— begin —

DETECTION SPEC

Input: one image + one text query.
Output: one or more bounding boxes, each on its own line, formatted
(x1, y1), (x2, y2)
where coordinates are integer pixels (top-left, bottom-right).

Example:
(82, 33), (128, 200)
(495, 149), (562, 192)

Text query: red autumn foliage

— end —

• What is expected
Reproduce every row above verbatim, keeping each line break, space, and punctuation mark unchanged.

• Written answer
DETECTION SPEC

Input: one image + one text query.
Output: one or more bounding boxes, each on its own line, formatted
(x1, y1), (x2, y2)
where coordinates are integer pixels (top-left, bottom-right).

Example:
(82, 33), (128, 200)
(495, 149), (562, 192)

Text query: red autumn foliage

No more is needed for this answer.